SELECTION —
- - - -
Islamic Republic of Iran: Selected Issues

Abstract

Islamic Republic of Iran: Selected Issues

A Roadmap for Structural Fiscal Reforms in Iran1

  • Iran faces the difficult challenge of reducing its non-oil deficit to support low inflation and to entrench fiscal sustainability, even though spending pressures are mounting, with government debt securitization, translating into higher interest payments, banks’ restructuring leading to potentially large fiscal costs, and supporting the authorities’ growth objective, requiring higher infrastructure investment.

  • Developing a medium-term fiscal framework (MTFF) would provide the authorities with an adequate tool to formulate such a strategy. Within a MTFF, the authorities could establish fiscal rules, tax policies and expenditure policies that would meet all of their fiscal objectives.
- - - -
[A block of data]

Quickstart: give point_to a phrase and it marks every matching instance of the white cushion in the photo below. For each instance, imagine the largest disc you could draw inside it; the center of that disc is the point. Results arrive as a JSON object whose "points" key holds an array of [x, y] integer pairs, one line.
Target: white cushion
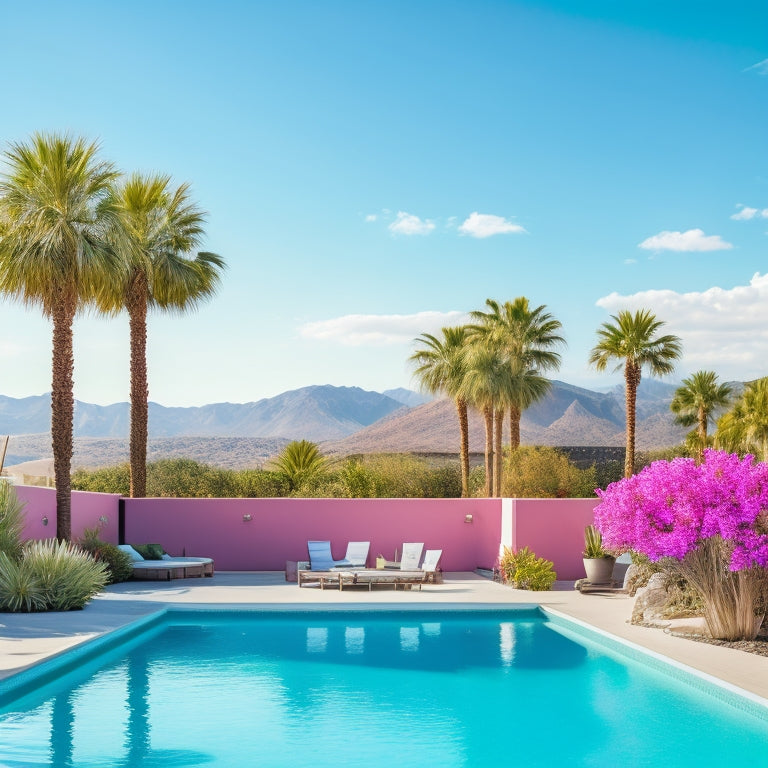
{"points": [[128, 549]]}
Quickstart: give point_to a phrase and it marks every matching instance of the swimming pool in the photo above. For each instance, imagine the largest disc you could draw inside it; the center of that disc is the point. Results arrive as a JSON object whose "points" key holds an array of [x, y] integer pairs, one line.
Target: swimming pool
{"points": [[459, 688]]}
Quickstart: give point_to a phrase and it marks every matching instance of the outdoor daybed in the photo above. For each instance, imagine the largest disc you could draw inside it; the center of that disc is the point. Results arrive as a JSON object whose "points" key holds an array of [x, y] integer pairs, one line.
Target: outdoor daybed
{"points": [[166, 567]]}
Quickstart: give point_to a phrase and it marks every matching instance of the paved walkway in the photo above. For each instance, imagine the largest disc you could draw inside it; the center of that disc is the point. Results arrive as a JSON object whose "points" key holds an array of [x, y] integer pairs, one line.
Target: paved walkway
{"points": [[28, 638]]}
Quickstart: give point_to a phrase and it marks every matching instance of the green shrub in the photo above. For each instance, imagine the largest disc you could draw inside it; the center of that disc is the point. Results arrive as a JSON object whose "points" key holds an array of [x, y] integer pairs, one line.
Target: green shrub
{"points": [[116, 479], [119, 563], [545, 473], [523, 570], [20, 590], [11, 521], [68, 576], [259, 483]]}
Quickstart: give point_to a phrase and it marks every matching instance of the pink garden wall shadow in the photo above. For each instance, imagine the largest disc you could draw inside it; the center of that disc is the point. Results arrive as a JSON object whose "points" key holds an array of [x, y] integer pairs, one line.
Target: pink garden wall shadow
{"points": [[262, 534], [278, 529], [89, 510]]}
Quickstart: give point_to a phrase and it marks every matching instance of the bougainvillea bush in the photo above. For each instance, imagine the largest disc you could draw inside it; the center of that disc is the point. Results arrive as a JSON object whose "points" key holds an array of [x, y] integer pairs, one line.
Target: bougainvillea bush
{"points": [[712, 518]]}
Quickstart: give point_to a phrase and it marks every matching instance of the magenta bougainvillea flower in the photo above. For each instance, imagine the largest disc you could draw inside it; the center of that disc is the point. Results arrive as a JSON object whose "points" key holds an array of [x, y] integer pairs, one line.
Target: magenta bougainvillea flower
{"points": [[670, 507]]}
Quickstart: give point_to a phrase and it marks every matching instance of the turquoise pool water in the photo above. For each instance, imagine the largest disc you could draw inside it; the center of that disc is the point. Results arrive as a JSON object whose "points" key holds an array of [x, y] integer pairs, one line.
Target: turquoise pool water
{"points": [[372, 689]]}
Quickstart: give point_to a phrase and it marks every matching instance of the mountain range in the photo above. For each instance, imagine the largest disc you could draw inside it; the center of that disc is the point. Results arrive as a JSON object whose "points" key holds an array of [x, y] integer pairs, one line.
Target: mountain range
{"points": [[345, 420]]}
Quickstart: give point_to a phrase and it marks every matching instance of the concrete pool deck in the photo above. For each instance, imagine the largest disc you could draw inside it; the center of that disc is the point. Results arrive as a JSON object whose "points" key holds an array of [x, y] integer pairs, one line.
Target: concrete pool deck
{"points": [[27, 638]]}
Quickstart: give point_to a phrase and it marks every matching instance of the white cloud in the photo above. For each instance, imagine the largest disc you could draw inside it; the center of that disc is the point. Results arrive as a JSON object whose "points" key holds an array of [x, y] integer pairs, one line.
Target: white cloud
{"points": [[747, 213], [379, 330], [723, 329], [408, 224], [761, 67], [691, 240], [486, 225]]}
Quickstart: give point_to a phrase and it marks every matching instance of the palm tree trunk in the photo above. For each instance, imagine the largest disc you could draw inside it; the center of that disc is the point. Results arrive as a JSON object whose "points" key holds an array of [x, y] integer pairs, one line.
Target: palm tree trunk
{"points": [[514, 427], [137, 312], [488, 416], [632, 381], [461, 409], [497, 452], [63, 411], [702, 419]]}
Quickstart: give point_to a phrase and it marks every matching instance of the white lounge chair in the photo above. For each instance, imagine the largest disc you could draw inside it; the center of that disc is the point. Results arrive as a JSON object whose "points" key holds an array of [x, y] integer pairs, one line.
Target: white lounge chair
{"points": [[429, 566], [320, 558], [357, 555], [409, 560]]}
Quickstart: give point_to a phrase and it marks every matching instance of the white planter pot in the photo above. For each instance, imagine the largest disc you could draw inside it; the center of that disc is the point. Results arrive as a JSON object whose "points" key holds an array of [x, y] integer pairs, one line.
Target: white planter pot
{"points": [[599, 570]]}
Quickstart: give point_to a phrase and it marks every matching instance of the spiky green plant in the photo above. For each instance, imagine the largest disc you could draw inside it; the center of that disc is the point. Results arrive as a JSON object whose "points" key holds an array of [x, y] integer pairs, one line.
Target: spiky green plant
{"points": [[20, 589], [522, 569], [11, 521], [593, 543], [68, 576]]}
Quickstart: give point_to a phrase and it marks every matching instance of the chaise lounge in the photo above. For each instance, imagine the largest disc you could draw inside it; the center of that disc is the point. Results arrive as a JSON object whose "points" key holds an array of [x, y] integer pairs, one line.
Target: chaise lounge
{"points": [[166, 567]]}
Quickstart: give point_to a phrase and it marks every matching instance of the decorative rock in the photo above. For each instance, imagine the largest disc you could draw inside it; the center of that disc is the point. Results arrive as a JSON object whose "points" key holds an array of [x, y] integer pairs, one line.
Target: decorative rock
{"points": [[650, 602]]}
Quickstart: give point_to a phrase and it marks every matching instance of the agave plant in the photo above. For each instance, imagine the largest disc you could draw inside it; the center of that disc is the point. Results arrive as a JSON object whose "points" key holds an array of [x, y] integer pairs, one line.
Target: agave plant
{"points": [[20, 590], [11, 521], [593, 544], [68, 576]]}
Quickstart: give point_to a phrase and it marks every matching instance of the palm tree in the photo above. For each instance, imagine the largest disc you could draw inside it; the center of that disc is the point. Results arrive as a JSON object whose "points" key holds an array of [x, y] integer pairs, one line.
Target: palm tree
{"points": [[54, 211], [440, 369], [745, 427], [529, 338], [157, 229], [485, 385], [631, 340], [696, 402], [299, 461]]}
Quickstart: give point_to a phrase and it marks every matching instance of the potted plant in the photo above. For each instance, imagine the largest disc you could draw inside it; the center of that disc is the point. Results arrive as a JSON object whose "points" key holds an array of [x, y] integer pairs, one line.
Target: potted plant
{"points": [[598, 562]]}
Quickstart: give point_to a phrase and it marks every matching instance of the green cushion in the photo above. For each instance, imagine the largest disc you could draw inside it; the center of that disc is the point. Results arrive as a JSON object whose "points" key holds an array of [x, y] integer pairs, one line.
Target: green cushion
{"points": [[149, 551]]}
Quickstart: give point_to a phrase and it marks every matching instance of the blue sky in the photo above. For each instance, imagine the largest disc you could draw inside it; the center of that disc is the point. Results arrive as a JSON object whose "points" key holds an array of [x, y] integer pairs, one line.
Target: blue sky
{"points": [[375, 170]]}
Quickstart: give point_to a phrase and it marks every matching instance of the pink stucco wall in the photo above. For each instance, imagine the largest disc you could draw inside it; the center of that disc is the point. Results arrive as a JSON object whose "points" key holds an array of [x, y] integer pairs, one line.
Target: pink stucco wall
{"points": [[554, 529], [280, 528], [87, 511]]}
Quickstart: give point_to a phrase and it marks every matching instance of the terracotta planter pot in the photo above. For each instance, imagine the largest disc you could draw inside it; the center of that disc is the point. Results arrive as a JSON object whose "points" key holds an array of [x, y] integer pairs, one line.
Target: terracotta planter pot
{"points": [[599, 570]]}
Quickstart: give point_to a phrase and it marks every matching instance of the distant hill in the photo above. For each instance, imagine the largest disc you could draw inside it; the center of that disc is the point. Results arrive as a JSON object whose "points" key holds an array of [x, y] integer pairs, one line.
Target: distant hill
{"points": [[311, 413], [344, 420], [569, 415]]}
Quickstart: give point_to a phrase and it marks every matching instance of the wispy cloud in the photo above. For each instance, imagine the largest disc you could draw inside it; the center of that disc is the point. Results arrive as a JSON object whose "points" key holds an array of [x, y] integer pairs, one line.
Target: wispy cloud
{"points": [[691, 240], [408, 224], [379, 330], [486, 224], [723, 329], [761, 67], [747, 213]]}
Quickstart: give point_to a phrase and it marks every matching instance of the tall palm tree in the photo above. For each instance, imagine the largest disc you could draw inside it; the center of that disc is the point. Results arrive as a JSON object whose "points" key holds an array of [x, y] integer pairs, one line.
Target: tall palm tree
{"points": [[299, 461], [485, 385], [440, 369], [54, 211], [157, 229], [696, 402], [631, 341], [529, 337], [745, 427]]}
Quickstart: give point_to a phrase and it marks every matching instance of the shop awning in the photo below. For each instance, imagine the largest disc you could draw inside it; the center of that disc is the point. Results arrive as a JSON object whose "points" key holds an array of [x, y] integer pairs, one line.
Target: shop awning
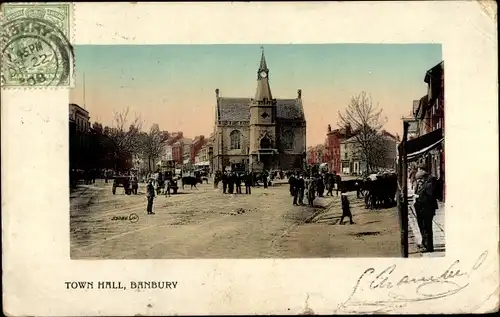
- - - -
ACTIONS TO TAKE —
A: Answer these questions from the Iran selected issues text:
(i) What does the abbreviation MTFF stand for?
(ii) According to the text, what does government debt securitization translate into?
(iii) What could the authorities establish within an MTFF?
B: Rewrite the Iran selected issues text from "A Roadmap for" up to and including "higher infrastructure investment.", putting "capital spending" in place of "infrastructure investment".
The data can be left aside, since nothing here depends on them.

OUTPUTS BY TASK —
A:
(i) Medium-term fiscal framework.
(ii) Higher interest payments.
(iii) Fiscal rules, tax policies and expenditure policies.

B:
A Roadmap for Structural Fiscal Reforms in Iran1

  • Iran faces the difficult challenge of reducing its non-oil deficit to support low inflation and to entrench fiscal sustainability, even though spending pressures are mounting, with government debt securitization, translating into higher interest payments, banks’ restructuring leading to potentially large fiscal costs, and supporting the authorities’ growth objective, requiring higher capital spending.